[START Data lines]
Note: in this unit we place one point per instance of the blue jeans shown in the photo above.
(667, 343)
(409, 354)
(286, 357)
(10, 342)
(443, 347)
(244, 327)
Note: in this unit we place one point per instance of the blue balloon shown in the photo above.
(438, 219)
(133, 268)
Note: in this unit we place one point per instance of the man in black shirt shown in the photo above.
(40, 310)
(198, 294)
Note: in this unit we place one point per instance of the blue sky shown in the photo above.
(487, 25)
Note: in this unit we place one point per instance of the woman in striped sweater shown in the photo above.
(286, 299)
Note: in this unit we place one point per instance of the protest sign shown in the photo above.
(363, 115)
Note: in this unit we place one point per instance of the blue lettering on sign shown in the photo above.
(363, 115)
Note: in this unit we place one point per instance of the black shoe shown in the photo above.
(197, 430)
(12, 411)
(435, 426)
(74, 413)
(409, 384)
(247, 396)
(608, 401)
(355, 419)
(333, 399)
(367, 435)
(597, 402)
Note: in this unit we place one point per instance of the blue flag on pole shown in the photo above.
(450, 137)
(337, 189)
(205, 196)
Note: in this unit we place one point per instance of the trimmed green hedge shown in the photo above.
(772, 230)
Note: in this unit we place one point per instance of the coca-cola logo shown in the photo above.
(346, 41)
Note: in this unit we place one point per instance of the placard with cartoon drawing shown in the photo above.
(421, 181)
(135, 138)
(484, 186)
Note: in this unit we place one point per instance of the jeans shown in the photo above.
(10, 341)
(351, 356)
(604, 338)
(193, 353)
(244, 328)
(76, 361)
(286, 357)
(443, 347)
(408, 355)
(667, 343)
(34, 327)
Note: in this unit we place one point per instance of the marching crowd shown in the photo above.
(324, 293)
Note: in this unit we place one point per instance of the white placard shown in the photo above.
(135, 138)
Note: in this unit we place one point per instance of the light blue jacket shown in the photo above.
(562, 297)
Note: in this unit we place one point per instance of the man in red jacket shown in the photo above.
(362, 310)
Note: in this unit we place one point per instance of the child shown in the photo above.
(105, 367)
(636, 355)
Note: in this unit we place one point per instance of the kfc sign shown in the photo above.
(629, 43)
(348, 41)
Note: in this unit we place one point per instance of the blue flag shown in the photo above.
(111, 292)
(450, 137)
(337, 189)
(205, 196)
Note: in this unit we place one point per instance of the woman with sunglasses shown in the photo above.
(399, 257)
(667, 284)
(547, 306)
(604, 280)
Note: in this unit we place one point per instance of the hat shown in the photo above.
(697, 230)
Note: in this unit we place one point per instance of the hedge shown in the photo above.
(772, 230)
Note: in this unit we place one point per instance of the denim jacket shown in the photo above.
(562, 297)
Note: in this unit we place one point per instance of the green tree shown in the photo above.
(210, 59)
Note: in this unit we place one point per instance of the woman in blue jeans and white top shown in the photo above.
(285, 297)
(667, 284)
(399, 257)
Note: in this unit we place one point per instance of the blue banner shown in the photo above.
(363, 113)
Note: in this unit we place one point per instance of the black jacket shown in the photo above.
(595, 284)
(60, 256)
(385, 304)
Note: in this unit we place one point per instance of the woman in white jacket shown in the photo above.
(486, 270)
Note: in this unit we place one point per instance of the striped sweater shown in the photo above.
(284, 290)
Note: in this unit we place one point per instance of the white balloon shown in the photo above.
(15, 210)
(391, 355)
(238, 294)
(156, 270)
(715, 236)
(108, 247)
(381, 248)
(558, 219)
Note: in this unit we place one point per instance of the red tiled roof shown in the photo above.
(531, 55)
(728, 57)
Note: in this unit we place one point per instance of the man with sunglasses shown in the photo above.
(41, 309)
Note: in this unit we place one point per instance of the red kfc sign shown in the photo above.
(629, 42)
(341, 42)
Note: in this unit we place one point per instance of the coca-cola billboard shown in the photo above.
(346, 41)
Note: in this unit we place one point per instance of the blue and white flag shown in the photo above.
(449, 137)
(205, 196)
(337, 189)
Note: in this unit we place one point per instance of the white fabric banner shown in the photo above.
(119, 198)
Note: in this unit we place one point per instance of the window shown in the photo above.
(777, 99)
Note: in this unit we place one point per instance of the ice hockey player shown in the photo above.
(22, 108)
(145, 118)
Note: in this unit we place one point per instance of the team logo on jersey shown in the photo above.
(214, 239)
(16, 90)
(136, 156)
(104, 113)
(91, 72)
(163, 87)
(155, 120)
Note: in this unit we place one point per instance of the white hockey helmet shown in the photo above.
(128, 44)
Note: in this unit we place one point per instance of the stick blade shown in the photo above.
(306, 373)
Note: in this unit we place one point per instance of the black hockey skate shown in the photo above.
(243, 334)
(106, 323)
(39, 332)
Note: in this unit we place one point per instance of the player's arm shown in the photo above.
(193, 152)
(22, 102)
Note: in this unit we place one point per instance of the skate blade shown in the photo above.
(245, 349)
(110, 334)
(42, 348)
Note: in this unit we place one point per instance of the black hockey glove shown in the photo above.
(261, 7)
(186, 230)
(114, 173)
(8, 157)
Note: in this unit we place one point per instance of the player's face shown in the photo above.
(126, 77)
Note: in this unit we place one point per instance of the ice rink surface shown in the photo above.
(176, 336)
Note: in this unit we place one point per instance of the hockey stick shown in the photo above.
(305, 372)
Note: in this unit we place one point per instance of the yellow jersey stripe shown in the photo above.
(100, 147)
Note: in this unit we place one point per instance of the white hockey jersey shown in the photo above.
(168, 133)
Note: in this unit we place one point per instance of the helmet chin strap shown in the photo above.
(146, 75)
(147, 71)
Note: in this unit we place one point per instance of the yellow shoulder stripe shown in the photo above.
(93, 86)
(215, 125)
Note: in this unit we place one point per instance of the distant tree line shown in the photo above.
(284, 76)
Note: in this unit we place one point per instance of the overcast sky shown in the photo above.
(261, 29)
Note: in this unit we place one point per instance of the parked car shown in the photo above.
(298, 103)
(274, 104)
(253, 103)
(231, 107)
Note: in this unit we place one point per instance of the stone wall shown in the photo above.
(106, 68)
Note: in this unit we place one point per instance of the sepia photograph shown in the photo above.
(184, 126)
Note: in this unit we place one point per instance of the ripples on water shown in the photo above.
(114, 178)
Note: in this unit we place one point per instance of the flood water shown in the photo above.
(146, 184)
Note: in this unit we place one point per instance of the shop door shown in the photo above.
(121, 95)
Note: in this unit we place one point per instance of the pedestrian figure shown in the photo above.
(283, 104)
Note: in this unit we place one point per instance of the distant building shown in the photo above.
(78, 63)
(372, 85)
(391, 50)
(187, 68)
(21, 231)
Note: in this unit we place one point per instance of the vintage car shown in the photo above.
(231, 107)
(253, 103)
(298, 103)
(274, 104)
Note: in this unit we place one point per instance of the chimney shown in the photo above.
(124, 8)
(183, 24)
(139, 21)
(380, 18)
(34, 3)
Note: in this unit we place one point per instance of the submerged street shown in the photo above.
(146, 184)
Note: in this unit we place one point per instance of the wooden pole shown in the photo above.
[END Data lines]
* Problem statement
Render every line of the data above as a JSON list of strings, one string per line, omitting any blank lines.

* Exercise output
[
  "Note: in this unit we place one point per instance of the blue jeans shown in the photo above.",
  "(667, 343)",
  "(409, 354)",
  "(286, 357)",
  "(10, 342)",
  "(443, 347)",
  "(244, 327)",
  "Note: in this unit we place one point per instance of the blue balloon shown in the photo above.",
  "(438, 219)",
  "(133, 268)",
  "Note: in this unit we place one point per instance of the man in black shirt shown in the photo above.",
  "(40, 310)",
  "(198, 294)",
  "Note: in this unit we place one point per instance of the blue sky shown in the photo above.",
  "(487, 25)",
  "Note: in this unit we place one point per instance of the woman in striped sweater shown in the photo above.",
  "(286, 299)",
  "Note: in this unit we place one point per instance of the protest sign shown in the photo above.",
  "(363, 115)",
  "Note: in this unit we place one point per instance of the blue lettering on sign shown in the photo above.",
  "(363, 115)",
  "Note: in this unit we place one point per instance of the black shoe shown in the photo above.",
  "(197, 430)",
  "(12, 411)",
  "(435, 426)",
  "(74, 413)",
  "(409, 384)",
  "(247, 396)",
  "(608, 401)",
  "(355, 419)",
  "(333, 399)",
  "(367, 435)",
  "(597, 402)",
  "Note: in this unit we place one point per instance of the blue flag on pole shown in the photo above.",
  "(450, 137)",
  "(337, 189)",
  "(205, 196)",
  "Note: in this unit we place one point per instance of the trimmed green hedge shown in the photo above.",
  "(772, 230)",
  "Note: in this unit we place one point per instance of the coca-cola logo shown in the photo above.",
  "(346, 41)",
  "Note: in this unit we place one point per instance of the placard with cartoon drawing shown in the photo above.",
  "(421, 181)",
  "(135, 138)",
  "(484, 186)",
  "Note: in this unit we place one point per instance of the jeans shown in the photo above.",
  "(10, 341)",
  "(351, 356)",
  "(604, 338)",
  "(193, 353)",
  "(244, 328)",
  "(76, 361)",
  "(286, 357)",
  "(443, 347)",
  "(408, 355)",
  "(667, 343)",
  "(34, 327)",
  "Note: in this unit we place one point per instance of the marching crowd shown in the photo above.",
  "(324, 293)",
  "Note: in this unit we place one point per instance of the white placard shown in the photo above.",
  "(135, 138)",
  "Note: in this unit we place one point per instance of the light blue jacket shown in the photo above.",
  "(562, 297)",
  "Note: in this unit we place one point per instance of the man in red jacket shown in the photo above.",
  "(362, 310)",
  "Note: in this unit we place one point per instance of the child shown in the photo above.",
  "(105, 367)",
  "(636, 355)",
  "Note: in this unit we place one point per instance of the kfc sign shown in the photo above.",
  "(629, 43)",
  "(348, 41)",
  "Note: in this unit we place one point per instance of the blue flag shown in the photo above.",
  "(111, 292)",
  "(450, 137)",
  "(337, 189)",
  "(205, 196)",
  "Note: in this unit we place one point per instance of the woman with sunglasses shown in the photo above.",
  "(399, 257)",
  "(667, 284)",
  "(547, 306)",
  "(604, 280)",
  "Note: in this unit we place one point per instance of the hat shown in the photo above.",
  "(697, 230)",
  "Note: in this unit we place one point per instance of the hedge shown in the photo above.",
  "(772, 230)",
  "Note: in this unit we place one point per instance of the denim jacket shown in the photo above.",
  "(562, 297)",
  "Note: in this unit we place one point per instance of the green tree shown in the photo above.",
  "(210, 59)",
  "Note: in this unit we place one point per instance of the woman in blue jeans and white top shown in the photo above.",
  "(285, 297)",
  "(667, 284)",
  "(399, 257)",
  "Note: in this unit we place one point per instance of the blue banner shown in the photo above.",
  "(363, 113)",
  "Note: in this unit we place one point per instance of the black jacket shown in the photo above.",
  "(595, 284)",
  "(60, 256)",
  "(385, 304)",
  "Note: in this unit we place one point per instance of the woman in white jacket shown in the photo above.",
  "(486, 270)",
  "Note: in this unit we place one point per instance of the striped sweater shown in the photo above.",
  "(284, 290)",
  "Note: in this unit we place one point per instance of the white balloon shown in the photo above.",
  "(15, 210)",
  "(391, 355)",
  "(238, 294)",
  "(156, 270)",
  "(715, 236)",
  "(108, 247)",
  "(381, 248)",
  "(558, 219)",
  "Note: in this unit we place one point per instance of the red tiled roof shown in the photo above.",
  "(531, 55)",
  "(728, 57)",
  "Note: in this unit we place one point per instance of the man with sunglasses shown in the photo above.",
  "(41, 309)",
  "Note: in this unit we place one point per instance of the red kfc sign shown in the photo above.",
  "(629, 42)",
  "(341, 42)",
  "Note: in this unit we place one point per instance of the coca-cola billboard shown in the photo above.",
  "(346, 41)",
  "Note: in this unit we place one point per instance of the blue and white flag shown in the photo above.",
  "(449, 137)",
  "(205, 196)",
  "(337, 189)",
  "Note: in this unit we place one point per instance of the white fabric banner shown in the photo above.",
  "(119, 198)",
  "Note: in this unit we place one point per instance of the window shown in the photo above.",
  "(777, 99)",
  "Note: in this unit we place one point per instance of the ice hockey player shown in the photo above.",
  "(22, 108)",
  "(145, 118)",
  "Note: in this unit we place one point per instance of the team logo on jersey shown in the photo above.",
  "(214, 239)",
  "(16, 90)",
  "(136, 156)",
  "(104, 113)",
  "(91, 72)",
  "(163, 87)",
  "(155, 120)",
  "Note: in this unit we place one point per instance of the white hockey helmet shown in the photo above.",
  "(128, 44)",
  "Note: in this unit we place one point per instance of the stick blade shown in the photo above.",
  "(306, 373)",
  "Note: in this unit we place one point per instance of the black hockey skate shown in the photo above.",
  "(243, 334)",
  "(106, 323)",
  "(39, 332)",
  "Note: in this unit we place one point per instance of the player's arm shown in the photo above.",
  "(193, 152)",
  "(22, 102)",
  "Note: in this unit we place one point per instance of the skate blade shown in the photo above.",
  "(245, 349)",
  "(110, 334)",
  "(42, 348)",
  "Note: in this unit we place one point per instance of the black hockey glove shown in the photo above.",
  "(261, 7)",
  "(186, 230)",
  "(114, 173)",
  "(8, 157)",
  "Note: in this unit we place one point per instance of the player's face shown in the photo above.",
  "(126, 77)",
  "Note: in this unit we place one point per instance of the ice rink surface shown in the photo above.",
  "(176, 336)",
  "Note: in this unit we place one point per instance of the hockey stick shown in the photo above.",
  "(305, 372)",
  "Note: in this unit we place one point per instance of the yellow jersey stripe shown in the photo above.",
  "(100, 147)",
  "Note: in this unit we place one point per instance of the white hockey jersey shown in the photo above.",
  "(168, 133)",
  "Note: in this unit we place one point per instance of the helmet chin strap shown in the photo above.",
  "(146, 75)",
  "(147, 71)",
  "Note: in this unit we place one point per instance of the yellow shoulder stripe shown in the photo above.",
  "(93, 86)",
  "(215, 125)",
  "Note: in this unit we place one point per instance of the distant tree line shown in the photo above.",
  "(284, 76)",
  "Note: in this unit we place one point per instance of the overcast sky shown in the photo above.",
  "(261, 29)",
  "Note: in this unit we place one point per instance of the parked car shown in the photo above.",
  "(298, 103)",
  "(274, 104)",
  "(253, 103)",
  "(231, 107)",
  "Note: in this unit we place one point per instance of the stone wall shown in the photo above.",
  "(106, 68)",
  "Note: in this unit we place one point per instance of the sepia photograph shown in the photo above.",
  "(184, 126)",
  "Note: in this unit we place one point per instance of the ripples on water shown in the photo above.",
  "(114, 178)",
  "Note: in this unit we place one point per instance of the flood water shown in the photo above.",
  "(146, 184)",
  "Note: in this unit we place one point per instance of the shop door shown in the photo above.",
  "(121, 95)",
  "Note: in this unit we place one point per instance of the pedestrian figure shown in the photo above.",
  "(283, 104)",
  "Note: in this unit we place one point per instance of the distant building shown in the photo above.",
  "(78, 63)",
  "(372, 85)",
  "(391, 50)",
  "(187, 68)",
  "(21, 231)",
  "Note: in this unit we place one point per instance of the vintage car shown in the photo above.",
  "(231, 107)",
  "(253, 103)",
  "(298, 103)",
  "(274, 104)",
  "Note: in this unit we place one point per instance of the chimney shown in the photo above.",
  "(124, 8)",
  "(183, 24)",
  "(139, 21)",
  "(380, 18)",
  "(34, 3)",
  "Note: in this unit we place one point per instance of the submerged street shown in the photo above.",
  "(146, 184)",
  "Note: in this unit we place one point per instance of the wooden pole shown in the photo above."
]